By David Pittman, Washington Correspondent, MedPage Today

Published: December 26, 2012

WASHINGTON — The FDA has issued guidance outlining how drug companies can select patients more likely to show a benefit from a studied drug and how companies can help improve the speed and efficiency of clinical trials.

In draft guidance published last week, the agency outlined specific examples of how drug developers can exclude poor potential candidates and select those more likely to show a clinical benefit.

For instance, if a drug company is studying a lipid-lowering drug meant to reduce heart attack risk, it may choose diabetic patients because they’re more likely to have heart attacks and show an effect from the drug.

The FDA called these types of study designs “enrichment strategies” or “enriched studies.”

“These are potentially powerful strategies for the pharmaceutical industry because appropriate use of enrichment could result in smaller studies, shortened drug development times, and lower development costs,” Bob Temple, MD, deputy director for clinical science in the FDA’s Center for Drug Evaluation and Research, wrote in a blog post on the agency’s website.

The 42-page guidance listed several examples of ways enriched studies have been used to approve drugs already.

In one example, the FDA noted trastuzumab (Herceptin) showed a significant survival of 5 months for metastatic breast cancer in patients with high HER 2/neu expressing tumors — about 25% of all breast cancer patients. However, it showed less than 2 months’ survival improvements in all patients overall.

The strategy of focusing part of the trial on the specific population of patients with high HER 2/neu-expressing tumors “ultimately supported use of the drug in the marker-selected population despite the significant cardiotoxicity that emerged,” the guidance noted. “The much smaller mean effect … that would have been observed in an unselected population and the fact that only about one-fourth of patients would have benefited might have made approval difficult to support in the face of the observed cardiotoxicity of the drug.”

The FDA approved the cystic fibrosis drug ivacaftor (Kalydeco) which works in just 4% of CF patients with a specific genetic abnormality. If all CF patients were included in a trial, a effect would have been impossible to detect, Temple said.

A similar strategy was used in the lung cancer treatment crizotinib (Xalkori).

“Conducting a clinical study in a patient population that has a larger than average response to treatment can greatly reduce the number of patients needed in the study and can direct the treatment to the patients in whom the drug actually works,” Temple said.

Stored items
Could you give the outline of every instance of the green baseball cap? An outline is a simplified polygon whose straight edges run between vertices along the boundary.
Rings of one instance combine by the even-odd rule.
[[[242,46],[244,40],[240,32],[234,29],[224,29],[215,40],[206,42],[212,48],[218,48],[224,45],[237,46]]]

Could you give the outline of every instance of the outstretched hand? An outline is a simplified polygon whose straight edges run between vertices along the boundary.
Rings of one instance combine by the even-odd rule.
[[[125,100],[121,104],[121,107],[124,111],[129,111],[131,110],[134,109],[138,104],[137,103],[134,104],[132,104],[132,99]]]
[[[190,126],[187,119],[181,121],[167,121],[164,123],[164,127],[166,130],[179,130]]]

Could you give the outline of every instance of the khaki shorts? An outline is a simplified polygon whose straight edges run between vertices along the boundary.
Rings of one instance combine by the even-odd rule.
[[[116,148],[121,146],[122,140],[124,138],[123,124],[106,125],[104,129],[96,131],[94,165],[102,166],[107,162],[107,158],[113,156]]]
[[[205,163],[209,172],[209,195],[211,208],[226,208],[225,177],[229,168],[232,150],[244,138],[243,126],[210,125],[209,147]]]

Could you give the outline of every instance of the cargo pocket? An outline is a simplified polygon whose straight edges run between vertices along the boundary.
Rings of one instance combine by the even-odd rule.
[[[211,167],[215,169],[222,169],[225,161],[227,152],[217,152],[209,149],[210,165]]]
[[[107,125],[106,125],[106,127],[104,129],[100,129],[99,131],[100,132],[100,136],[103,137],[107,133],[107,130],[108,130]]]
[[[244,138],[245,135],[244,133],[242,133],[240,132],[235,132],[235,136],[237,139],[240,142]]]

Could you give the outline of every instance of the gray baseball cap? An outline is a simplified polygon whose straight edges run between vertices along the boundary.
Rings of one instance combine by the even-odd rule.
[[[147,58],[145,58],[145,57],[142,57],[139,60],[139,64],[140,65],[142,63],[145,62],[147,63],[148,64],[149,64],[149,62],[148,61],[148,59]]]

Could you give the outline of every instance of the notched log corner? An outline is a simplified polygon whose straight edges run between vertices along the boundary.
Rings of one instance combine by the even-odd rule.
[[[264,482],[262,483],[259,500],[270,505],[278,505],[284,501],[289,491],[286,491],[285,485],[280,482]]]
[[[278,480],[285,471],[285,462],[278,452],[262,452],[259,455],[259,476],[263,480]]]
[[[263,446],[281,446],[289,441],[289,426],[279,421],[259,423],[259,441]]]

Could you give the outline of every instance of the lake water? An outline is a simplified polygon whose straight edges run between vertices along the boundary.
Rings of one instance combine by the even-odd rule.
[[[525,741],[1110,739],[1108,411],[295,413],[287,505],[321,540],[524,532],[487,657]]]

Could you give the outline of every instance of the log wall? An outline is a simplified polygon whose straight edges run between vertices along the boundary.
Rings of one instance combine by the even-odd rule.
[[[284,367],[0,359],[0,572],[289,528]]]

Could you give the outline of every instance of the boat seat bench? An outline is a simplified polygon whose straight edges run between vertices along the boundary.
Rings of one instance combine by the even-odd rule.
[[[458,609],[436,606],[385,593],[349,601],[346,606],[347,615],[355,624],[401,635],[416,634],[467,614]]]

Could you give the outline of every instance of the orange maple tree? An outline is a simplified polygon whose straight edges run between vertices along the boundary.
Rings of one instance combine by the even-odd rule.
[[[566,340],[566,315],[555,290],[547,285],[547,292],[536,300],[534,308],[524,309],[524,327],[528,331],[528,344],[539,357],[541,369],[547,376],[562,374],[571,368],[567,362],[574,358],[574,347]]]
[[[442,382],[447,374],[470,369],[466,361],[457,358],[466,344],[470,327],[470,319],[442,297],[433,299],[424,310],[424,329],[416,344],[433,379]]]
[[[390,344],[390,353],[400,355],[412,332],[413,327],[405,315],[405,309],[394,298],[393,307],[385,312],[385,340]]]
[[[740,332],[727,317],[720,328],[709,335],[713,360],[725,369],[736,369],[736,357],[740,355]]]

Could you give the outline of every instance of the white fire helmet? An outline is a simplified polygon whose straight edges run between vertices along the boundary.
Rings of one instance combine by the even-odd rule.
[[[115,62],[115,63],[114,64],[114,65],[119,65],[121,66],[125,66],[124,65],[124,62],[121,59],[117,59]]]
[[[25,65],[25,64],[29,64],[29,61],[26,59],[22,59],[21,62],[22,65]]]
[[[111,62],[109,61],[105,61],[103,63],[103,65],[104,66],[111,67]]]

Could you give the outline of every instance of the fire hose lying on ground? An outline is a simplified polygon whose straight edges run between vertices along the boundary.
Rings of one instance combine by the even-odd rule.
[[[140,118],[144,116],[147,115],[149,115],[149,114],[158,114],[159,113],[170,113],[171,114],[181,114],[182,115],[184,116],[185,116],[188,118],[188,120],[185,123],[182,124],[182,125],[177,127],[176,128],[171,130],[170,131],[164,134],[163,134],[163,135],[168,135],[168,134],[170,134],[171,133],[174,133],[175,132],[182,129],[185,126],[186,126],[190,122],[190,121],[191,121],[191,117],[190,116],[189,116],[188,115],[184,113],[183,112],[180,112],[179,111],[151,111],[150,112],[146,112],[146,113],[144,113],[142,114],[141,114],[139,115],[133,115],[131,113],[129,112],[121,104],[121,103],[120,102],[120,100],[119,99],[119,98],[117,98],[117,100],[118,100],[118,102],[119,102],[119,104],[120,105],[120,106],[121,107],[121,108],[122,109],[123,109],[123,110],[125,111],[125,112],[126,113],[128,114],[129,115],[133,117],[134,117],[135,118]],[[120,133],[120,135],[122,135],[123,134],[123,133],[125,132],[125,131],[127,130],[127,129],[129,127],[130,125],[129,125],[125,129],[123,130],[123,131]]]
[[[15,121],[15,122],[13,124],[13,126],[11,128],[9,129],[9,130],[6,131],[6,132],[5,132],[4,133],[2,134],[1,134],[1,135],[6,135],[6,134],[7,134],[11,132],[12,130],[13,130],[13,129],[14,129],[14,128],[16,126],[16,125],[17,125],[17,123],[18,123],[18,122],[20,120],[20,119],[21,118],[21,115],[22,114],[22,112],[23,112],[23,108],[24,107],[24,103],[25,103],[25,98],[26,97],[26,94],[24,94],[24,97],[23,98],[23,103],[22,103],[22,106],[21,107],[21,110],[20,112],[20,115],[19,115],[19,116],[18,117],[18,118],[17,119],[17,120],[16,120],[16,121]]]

▶ [Tasks and exercises]
[1] From the article on the FDA's enrichment guidance, set down the part that opens with the words containing "Published: December 26, 2012" and closes with "from the drug.".
[2] Answer these questions using the article on the FDA's enrichment guidance:
(a) How many pages long is the guidance?
(b) About what share of all breast cancer patients have high HER 2/neu expressing tumors?
(c) In what percentage of CF patients does ivacaftor work?
[3] Continue the article on the FDA's enrichment guidance from where it stops.

▶ [Your written answers]
[1]
Published: December 26, 2012

WASHINGTON — The FDA has issued guidance outlining how drug companies can select patients more likely to show a benefit from a studied drug and how companies can help improve the speed and efficiency of clinical trials.

In draft guidance published last week, the agency outlined specific examples of how drug developers can exclude poor potential candidates and select those more likely to show a clinical benefit.

For instance, if a drug company is studying a lipid-lowering drug meant to reduce heart attack risk, it may choose diabetic patients because they’re more likely to have heart attacks and show an effect from the drug.

[2]
(a) 42 pages.
(b) About 25%.
(c) 4%.

[3]
The agency notes that trials must still be well controlled and doesn’t lower the risk-benefit threshold new drugs must meet to gain approval. There also must be a strong rationale for researching the enriched population, and studies of a more general population need also be conducted.

The FDA focused on three sets of enrichment strategies:

  • Strategies to decrease heterogeneity: Excluding patients whose disease or symptoms improve spontaneously or whose measurements are highly variable
  • Prognostic enrichment strategies: Choosing patients with a greater likelihood of having a disease-related endpoint event or a substantial worsening in condition
  • Predictive enrichment strategies: Choosing patients more likely to respond to the drug due to their physiology or disease characteristic

Alexander Varond, attorney with Hyman, Phelps, and McNamara in Washington, D.C., wrote on his firm’s blog that the guidance is “a welcome step towards providing sponsors with insight into FDA’s thinking” and “will serve as an important guide for future clinical design.”

He noted that this study method should be approached with caution if trying to generalize results. The FDA will likely note the enrichment strategies and the specific patients studied in a drug’s labeling.

The FDA noted these concerns in the guidance.

“When considering use of an enrichment design, it is important to consider whether the enrichment strategy can be used in practice to identify the patients to whom the drug should be given and whether the drug might be useful in a broader population than will be studied,” the guidance stated.

The FDA is accepting comments on the draft guidance until Feb. 15.